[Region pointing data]
-=-=-=-=-
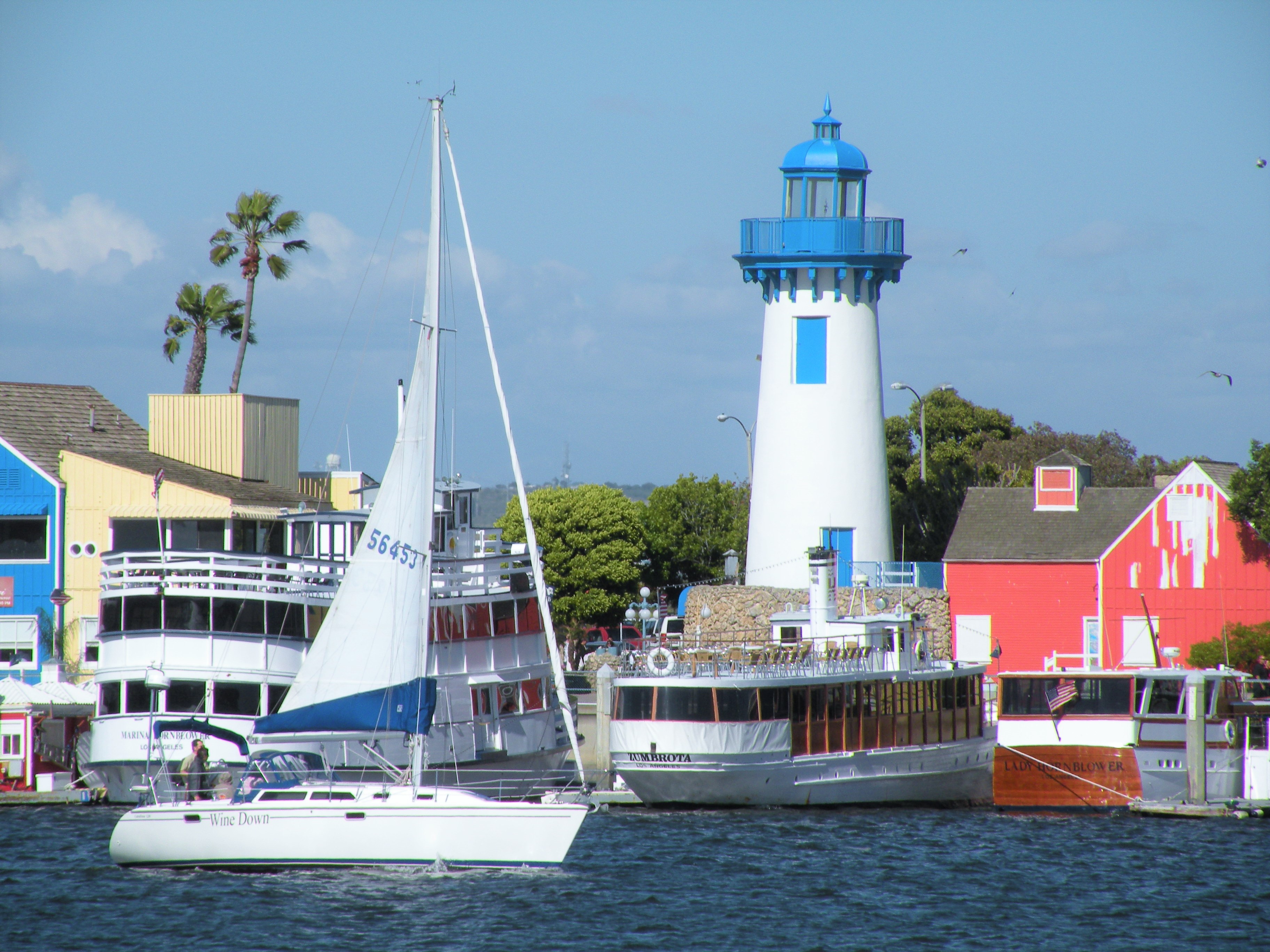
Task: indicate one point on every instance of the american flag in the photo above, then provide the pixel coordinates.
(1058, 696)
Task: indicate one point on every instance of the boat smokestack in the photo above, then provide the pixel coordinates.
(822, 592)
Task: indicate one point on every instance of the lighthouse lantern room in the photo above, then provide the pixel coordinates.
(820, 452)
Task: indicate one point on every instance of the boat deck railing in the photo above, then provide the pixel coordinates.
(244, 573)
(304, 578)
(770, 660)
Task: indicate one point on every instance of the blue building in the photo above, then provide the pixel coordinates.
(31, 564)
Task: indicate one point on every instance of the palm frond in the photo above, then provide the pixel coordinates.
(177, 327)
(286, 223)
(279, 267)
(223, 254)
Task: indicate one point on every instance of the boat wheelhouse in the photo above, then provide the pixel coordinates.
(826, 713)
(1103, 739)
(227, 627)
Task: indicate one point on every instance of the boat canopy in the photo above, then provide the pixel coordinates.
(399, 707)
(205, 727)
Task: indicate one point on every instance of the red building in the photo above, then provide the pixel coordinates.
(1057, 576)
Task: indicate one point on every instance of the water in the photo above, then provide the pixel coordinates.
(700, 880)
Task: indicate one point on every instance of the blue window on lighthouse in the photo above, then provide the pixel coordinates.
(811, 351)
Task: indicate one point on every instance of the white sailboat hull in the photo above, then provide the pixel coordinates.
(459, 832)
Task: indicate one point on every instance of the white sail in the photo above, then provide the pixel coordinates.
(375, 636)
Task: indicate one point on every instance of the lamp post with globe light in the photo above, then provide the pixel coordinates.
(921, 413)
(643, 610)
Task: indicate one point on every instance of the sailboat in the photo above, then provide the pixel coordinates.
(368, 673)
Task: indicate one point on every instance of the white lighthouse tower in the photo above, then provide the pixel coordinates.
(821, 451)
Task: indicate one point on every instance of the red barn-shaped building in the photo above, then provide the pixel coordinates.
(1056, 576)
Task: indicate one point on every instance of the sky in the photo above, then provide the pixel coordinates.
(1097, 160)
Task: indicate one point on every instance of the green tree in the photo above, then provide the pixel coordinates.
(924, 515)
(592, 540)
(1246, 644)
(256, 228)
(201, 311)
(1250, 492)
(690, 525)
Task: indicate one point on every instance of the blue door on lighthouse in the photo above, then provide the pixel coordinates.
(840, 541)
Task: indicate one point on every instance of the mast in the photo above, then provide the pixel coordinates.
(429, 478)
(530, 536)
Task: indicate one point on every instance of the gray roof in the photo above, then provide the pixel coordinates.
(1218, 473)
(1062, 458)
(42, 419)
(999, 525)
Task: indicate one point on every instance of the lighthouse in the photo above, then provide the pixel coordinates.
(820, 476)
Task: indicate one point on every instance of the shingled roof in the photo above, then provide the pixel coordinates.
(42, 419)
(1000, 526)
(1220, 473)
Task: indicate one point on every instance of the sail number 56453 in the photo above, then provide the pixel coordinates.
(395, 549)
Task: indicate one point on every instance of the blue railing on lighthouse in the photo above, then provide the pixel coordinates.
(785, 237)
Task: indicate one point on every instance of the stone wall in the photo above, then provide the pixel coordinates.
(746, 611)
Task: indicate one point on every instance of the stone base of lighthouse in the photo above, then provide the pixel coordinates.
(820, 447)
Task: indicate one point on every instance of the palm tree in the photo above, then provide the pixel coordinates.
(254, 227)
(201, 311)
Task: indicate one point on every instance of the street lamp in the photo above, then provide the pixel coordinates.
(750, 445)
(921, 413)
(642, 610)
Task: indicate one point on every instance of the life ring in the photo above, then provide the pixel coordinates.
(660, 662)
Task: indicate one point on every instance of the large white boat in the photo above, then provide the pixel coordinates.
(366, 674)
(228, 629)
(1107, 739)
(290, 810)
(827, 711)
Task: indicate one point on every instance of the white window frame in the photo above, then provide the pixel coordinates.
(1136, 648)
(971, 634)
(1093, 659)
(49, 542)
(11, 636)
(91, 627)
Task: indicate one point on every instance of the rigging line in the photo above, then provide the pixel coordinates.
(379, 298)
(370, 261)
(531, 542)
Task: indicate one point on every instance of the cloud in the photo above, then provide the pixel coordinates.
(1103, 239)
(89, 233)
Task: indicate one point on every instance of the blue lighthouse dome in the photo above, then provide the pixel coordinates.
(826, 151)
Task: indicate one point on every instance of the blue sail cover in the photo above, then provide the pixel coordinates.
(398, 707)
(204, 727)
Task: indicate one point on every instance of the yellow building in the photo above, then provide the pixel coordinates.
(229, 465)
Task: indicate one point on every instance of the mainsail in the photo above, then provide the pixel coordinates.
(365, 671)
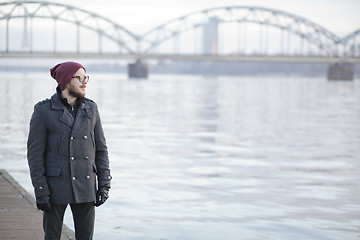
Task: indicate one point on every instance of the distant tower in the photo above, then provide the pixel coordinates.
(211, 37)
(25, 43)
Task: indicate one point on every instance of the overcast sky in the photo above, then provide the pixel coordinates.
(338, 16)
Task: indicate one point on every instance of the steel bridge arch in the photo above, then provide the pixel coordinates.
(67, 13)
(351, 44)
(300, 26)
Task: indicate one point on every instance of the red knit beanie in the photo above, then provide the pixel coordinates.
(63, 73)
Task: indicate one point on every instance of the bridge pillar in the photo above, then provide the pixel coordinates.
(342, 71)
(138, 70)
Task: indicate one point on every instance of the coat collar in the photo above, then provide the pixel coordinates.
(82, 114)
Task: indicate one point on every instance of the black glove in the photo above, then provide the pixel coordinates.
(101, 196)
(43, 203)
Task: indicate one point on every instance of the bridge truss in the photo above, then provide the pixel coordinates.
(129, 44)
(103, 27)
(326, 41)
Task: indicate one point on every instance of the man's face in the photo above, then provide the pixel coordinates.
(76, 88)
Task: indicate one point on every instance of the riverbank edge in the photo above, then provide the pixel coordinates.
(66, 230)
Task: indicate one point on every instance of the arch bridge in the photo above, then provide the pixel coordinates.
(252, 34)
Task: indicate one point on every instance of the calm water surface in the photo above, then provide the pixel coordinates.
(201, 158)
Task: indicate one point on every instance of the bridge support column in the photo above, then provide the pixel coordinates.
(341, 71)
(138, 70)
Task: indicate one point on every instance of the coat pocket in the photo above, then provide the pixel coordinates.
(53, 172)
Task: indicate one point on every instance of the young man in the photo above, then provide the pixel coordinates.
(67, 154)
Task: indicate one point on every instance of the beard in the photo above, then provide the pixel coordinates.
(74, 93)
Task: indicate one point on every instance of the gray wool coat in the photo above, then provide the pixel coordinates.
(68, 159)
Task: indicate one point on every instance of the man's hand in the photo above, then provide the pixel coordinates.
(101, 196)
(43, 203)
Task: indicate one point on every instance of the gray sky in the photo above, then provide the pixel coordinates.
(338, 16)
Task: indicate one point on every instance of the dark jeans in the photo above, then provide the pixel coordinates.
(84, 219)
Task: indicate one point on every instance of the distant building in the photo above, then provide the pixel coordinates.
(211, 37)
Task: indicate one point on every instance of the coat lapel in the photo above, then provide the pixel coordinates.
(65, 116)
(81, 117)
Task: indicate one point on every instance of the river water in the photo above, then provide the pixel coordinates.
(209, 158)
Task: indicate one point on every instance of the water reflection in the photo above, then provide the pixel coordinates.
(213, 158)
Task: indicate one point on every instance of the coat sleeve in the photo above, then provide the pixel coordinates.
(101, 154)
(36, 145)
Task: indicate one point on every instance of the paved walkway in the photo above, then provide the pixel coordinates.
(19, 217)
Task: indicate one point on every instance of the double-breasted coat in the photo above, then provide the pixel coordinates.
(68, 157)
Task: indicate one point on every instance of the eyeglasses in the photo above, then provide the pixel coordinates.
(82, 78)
-=-=-=-=-
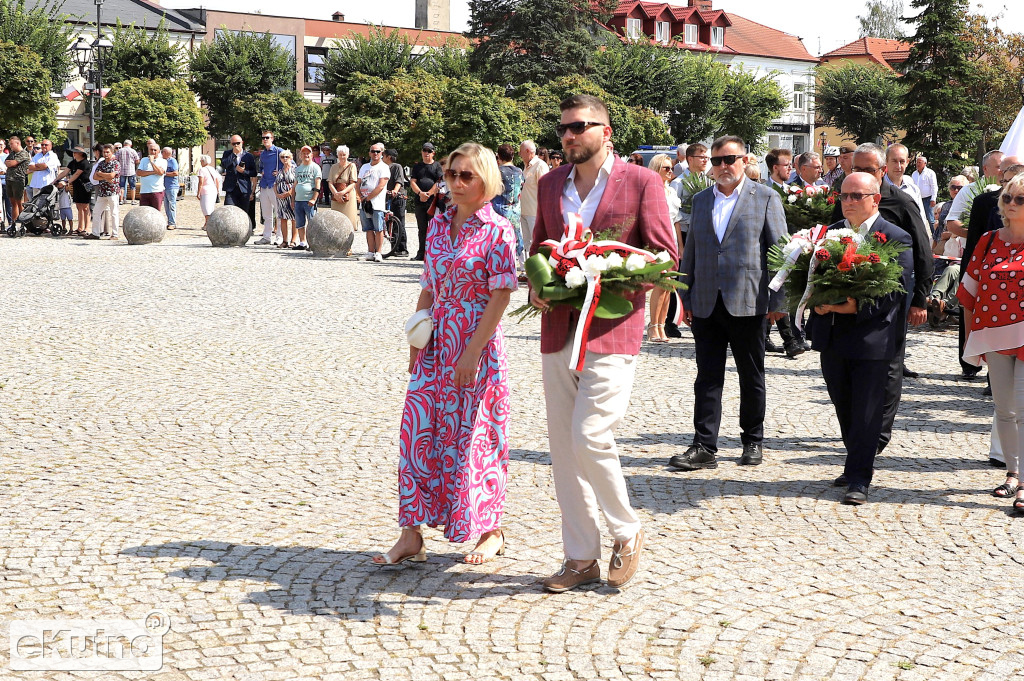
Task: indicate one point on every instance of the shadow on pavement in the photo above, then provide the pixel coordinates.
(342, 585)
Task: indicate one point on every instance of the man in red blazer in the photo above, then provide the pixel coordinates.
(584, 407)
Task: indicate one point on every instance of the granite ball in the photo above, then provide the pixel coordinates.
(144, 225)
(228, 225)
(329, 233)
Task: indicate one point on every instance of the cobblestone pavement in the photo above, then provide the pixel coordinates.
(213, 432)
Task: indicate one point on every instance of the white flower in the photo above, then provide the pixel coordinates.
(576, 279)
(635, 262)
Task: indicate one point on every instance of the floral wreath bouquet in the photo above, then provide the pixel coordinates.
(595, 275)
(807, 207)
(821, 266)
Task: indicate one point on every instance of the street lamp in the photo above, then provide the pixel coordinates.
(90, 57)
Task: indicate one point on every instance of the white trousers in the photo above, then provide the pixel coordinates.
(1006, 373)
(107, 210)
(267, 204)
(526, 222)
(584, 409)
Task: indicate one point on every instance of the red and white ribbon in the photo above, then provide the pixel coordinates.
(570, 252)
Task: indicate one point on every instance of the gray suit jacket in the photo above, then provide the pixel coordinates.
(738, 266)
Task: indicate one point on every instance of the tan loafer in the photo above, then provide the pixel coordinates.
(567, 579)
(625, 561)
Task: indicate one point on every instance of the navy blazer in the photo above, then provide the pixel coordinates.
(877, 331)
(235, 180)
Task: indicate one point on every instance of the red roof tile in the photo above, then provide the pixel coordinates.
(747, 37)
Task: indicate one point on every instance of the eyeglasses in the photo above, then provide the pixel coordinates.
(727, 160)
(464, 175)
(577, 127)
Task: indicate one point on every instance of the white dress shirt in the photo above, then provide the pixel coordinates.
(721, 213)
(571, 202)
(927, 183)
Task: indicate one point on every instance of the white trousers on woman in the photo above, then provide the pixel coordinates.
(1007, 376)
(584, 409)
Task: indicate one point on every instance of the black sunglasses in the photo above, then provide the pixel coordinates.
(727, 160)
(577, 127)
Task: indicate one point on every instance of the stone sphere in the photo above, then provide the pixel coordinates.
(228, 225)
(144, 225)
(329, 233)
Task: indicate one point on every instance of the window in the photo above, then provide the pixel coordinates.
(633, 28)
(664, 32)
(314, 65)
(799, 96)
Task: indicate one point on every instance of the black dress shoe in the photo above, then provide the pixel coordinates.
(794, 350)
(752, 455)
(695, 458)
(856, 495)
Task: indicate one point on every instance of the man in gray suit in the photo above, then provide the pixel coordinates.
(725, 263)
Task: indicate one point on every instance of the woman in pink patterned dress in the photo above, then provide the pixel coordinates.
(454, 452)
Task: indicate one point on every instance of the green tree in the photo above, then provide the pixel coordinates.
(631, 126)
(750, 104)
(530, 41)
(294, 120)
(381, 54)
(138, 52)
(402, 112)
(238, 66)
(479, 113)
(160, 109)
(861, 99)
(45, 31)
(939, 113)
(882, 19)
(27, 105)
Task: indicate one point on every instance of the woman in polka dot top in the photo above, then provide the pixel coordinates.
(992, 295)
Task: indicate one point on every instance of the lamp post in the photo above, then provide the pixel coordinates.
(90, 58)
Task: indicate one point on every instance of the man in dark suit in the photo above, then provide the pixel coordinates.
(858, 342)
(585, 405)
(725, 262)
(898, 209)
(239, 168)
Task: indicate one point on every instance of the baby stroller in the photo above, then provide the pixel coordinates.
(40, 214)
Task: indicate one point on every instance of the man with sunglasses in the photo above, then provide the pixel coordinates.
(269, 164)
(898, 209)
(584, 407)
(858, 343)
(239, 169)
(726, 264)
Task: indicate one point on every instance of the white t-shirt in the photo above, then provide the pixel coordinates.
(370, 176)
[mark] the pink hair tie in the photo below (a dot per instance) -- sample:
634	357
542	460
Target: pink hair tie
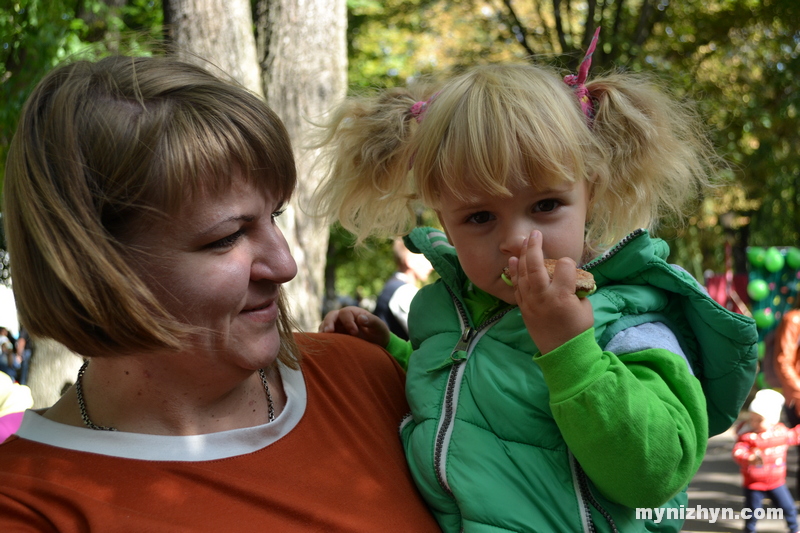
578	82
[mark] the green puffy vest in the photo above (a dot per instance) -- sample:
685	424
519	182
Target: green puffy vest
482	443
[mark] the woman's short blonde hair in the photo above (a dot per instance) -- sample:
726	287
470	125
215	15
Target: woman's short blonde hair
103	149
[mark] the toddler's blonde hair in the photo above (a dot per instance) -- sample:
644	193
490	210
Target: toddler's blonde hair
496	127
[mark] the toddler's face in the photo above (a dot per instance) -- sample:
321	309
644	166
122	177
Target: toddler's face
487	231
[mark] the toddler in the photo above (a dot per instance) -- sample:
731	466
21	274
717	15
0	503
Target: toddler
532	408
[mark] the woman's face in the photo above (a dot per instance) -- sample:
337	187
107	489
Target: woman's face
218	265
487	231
-=-=-=-=-
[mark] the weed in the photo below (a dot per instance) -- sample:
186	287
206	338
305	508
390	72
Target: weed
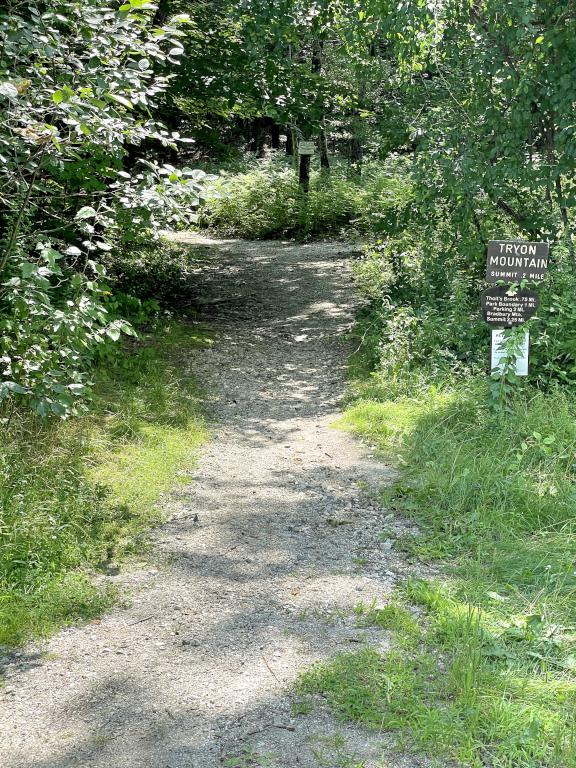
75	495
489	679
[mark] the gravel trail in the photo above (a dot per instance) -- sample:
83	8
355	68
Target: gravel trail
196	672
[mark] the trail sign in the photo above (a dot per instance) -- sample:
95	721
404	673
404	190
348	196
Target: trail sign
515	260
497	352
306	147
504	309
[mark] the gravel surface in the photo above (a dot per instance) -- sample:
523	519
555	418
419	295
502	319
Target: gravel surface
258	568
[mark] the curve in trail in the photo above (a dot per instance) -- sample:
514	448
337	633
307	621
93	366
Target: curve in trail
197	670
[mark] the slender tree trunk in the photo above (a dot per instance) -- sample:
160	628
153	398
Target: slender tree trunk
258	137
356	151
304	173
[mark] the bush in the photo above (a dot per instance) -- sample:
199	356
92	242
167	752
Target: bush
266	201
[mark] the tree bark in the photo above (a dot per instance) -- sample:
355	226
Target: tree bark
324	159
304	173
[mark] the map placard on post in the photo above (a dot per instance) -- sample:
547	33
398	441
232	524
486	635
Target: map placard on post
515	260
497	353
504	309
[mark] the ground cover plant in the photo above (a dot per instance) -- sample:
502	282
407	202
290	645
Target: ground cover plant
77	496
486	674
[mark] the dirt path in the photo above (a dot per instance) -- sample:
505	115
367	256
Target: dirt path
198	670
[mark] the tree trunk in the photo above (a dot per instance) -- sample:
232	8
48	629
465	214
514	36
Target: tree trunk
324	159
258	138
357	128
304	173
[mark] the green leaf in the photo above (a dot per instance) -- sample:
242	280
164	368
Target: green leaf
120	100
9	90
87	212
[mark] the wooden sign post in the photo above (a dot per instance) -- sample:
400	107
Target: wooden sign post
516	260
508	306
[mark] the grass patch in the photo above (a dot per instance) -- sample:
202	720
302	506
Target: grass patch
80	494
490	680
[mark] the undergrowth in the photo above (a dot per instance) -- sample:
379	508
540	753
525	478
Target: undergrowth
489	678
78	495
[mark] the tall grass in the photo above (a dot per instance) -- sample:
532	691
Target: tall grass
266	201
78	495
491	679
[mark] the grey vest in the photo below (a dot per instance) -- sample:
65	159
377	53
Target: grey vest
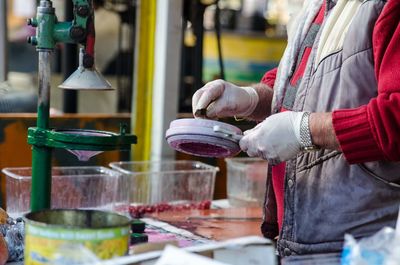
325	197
-=-=-=-=-
- _PROBLEM DESCRIPTION_: From the entries above, copy out every line where the string "below" appears.

- _WRITTEN RESPONSE_:
[mark] the pink hair tie in the photo below (a dot per instance) -- sample:
[mark] the weed in the photo below (a dot per instance) -- sample:
[mark] the grey vest in the photo below (a dot per instance) -- sample:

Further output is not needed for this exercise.